#### QUOTED PASSAGE
=== Section Start ===

Twenty two nations have formally applied to become members of the BRICS economic bloc, a South African diplomat said.
An equal number have also informally sought to join the organization that groups Brazil, Russia, India, China and South Africa, Anil Sooklal, the bloc’s ambassador from South Africa, told reporters in Johannesburg.
Sooklal has previously said that countries including Saudi Arabia and Iran have formally asked to become BRICS members, while countries that expressed an interest in joining include the United Arab Emirates, Algeria, Egypt, Bahrain, Indonesia and others.
Here is an overview of the history of the creation and practical actions of BRICS by Bloomberg:
– The BRICS group of emerging markets — Brazil, Russia, India and China, with South Africa added later — has gone from a slogan dreamed up at an investment bank to a real-world club that also controls a major development bank. It once might have seemed ironic to see Communist Party-ruled China embrace the Wall Street conceit. But now countries of all political stripes, including Iran and Saudi Arabia, are clamoring to join, setting up potential friction at the club’s Aug. 22-24 summit in Johannesburg.
– “BRIC” was coined in 2001 by economist Jim O’Neill, then at Goldman Sachs Group Inc., to draw attention to strong growth rates in Brazil, Russia, India and China. It was intended as an optimistic thesis for investors amid market pessimism following the terrorist attacks in the US on Sept. 11 that year. The four nations took the idea and ran with it. Their rapid growth at the time meant they had shared interests and common challenges. They were already cooperating in forums like the World Trade Organization and felt their influence in a US-dominated world order would be greater if their voices were combined. The first meeting of BRIC foreign ministers was organized by Russia on the sidelines of the United Nations General Assembly in 2006. The group held its first leaders’ summit in 2009. South Africa was invited to join at the end of 2010, extending membership to another continent.

=== Section End ===

Stored data entries:
=== Section Start ===

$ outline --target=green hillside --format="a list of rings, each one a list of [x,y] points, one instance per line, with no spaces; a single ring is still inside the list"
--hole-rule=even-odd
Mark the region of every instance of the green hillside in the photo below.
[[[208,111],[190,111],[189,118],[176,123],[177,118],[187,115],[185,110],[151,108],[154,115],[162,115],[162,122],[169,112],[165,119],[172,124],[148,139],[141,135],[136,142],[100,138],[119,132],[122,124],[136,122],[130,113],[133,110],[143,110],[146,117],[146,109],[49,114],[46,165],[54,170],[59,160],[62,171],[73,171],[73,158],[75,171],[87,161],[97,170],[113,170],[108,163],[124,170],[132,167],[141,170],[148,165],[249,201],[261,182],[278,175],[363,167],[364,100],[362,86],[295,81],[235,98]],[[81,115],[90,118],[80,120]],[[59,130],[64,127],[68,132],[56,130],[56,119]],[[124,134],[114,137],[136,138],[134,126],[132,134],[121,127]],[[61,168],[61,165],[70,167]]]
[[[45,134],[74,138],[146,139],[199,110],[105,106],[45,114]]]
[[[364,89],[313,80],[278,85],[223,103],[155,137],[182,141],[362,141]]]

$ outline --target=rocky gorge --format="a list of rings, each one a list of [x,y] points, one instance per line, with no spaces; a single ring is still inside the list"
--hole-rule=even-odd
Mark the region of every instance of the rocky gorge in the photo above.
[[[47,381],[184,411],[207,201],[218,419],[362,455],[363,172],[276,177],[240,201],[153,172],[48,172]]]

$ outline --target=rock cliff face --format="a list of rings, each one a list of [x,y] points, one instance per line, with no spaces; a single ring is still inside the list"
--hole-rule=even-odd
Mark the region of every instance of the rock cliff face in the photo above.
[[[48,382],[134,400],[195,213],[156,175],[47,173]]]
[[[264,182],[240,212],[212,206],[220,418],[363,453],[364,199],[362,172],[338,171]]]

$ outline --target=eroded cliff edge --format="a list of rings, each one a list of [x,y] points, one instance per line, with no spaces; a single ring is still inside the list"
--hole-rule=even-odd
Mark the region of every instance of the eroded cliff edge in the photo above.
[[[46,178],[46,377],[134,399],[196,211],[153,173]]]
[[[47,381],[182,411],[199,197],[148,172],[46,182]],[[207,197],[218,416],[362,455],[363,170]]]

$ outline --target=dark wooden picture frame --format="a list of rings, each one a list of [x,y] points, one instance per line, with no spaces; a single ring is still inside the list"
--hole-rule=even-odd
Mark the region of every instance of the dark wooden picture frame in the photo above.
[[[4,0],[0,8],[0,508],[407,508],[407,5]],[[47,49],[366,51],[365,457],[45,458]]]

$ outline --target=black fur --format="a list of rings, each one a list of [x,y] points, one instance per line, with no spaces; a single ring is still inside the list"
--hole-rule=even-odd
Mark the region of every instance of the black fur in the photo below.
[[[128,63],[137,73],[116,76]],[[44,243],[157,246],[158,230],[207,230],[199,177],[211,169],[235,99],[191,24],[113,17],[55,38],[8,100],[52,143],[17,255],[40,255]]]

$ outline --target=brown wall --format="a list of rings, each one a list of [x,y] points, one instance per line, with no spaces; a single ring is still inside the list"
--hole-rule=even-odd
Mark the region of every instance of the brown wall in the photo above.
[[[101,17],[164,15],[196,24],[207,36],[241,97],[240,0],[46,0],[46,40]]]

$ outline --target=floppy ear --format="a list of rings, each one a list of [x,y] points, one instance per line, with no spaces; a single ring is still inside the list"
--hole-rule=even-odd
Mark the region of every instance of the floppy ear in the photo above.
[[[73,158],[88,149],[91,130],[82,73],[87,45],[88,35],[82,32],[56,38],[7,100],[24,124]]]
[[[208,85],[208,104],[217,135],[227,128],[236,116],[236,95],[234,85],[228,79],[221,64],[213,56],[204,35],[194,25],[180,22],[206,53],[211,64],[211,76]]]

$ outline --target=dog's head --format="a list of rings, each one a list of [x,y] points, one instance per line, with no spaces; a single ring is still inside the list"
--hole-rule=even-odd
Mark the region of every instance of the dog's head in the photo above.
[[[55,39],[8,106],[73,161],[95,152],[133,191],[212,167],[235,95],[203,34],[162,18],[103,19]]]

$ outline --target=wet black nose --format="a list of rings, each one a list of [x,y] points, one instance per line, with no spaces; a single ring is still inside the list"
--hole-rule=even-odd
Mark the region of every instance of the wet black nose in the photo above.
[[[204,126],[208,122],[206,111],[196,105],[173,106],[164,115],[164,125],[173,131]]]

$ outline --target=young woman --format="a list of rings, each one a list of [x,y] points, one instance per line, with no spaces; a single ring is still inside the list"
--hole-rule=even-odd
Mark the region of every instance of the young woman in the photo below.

=== Section End ===

#### TASKS TO PERFORM
- A) Answer these from the article on BRICS:
(i) How many nations have formally applied to become BRICS members?
(ii) Who coined the term "BRIC," and in what year?
(iii) When was South Africa invited to join the group?
- B) Write the next part of the article on BRICS, picking up after its final sentence.

#### OUTPUTS IN ORDER
- A)
(i) Twenty two nations.
(ii) Economist Jim O'Neill, then at Goldman Sachs Group Inc., coined it in 2001.
(iii) At the end of 2010.

- B)
– The biggest concrete achievements have been financial. The countries agreed to pool $100 billion of foreign currency, which they can lend to each other during emergencies. That liquidity facility became operational in 2016. They founded the New Development Bank — a World Bank-inspired institution that has approved more than $30 billion of loans for projects like water and transport infrastructure since it began operations in 2015. (South Africa borrowed $1 billion in 2020 to fight the Covid-19 pandemic.) They plan to discuss the feasibility of a common BRICS currency this year. Economically, Brazil and Russia’s natural resources and farm products make them natural partners for Chinese demand. India and China have weaker trade connections with each other, partly due to political rivalries and an acrimonious border dispute.
– Economically, China’s gross domestic product is more than twice the size of all four other members combined. In theory, that should give it the most sway. In practice, India — which recently surpassed China in population — has been a counterweight. To take two examples: BRICS has not formally endorsed China’s big development push called the Belt and Road Initiative, partly because India objects to Belt and Road infrastructure projects in disputed territory held by Pakistan, its neighbor and arch rival. On the New Development Bank, there’s no dominant shareholder: Beijing agreed to the equal holdings advocated by New Delhi. The bank is headquartered in Shanghai, but has been led by an Indian and now, Brazil’s former President Dilma Rousseff.
– Generally speaking, BRICS is similar to clubs such as the Group of 20 in representing a move toward a more multipolar world and away from one dominated by the US since the end of the Cold War, as exercised through clubs like the G-7 and World Bank. “Global South” isn’t a club at all but a term that’s gained currency in recent years to refer to relatively poor countries, also referred to sometimes as developing or emerging. It’s typically contrasted with a “Global North” composed of the US, Europe and some wealthy countries in Asia and the Pacific.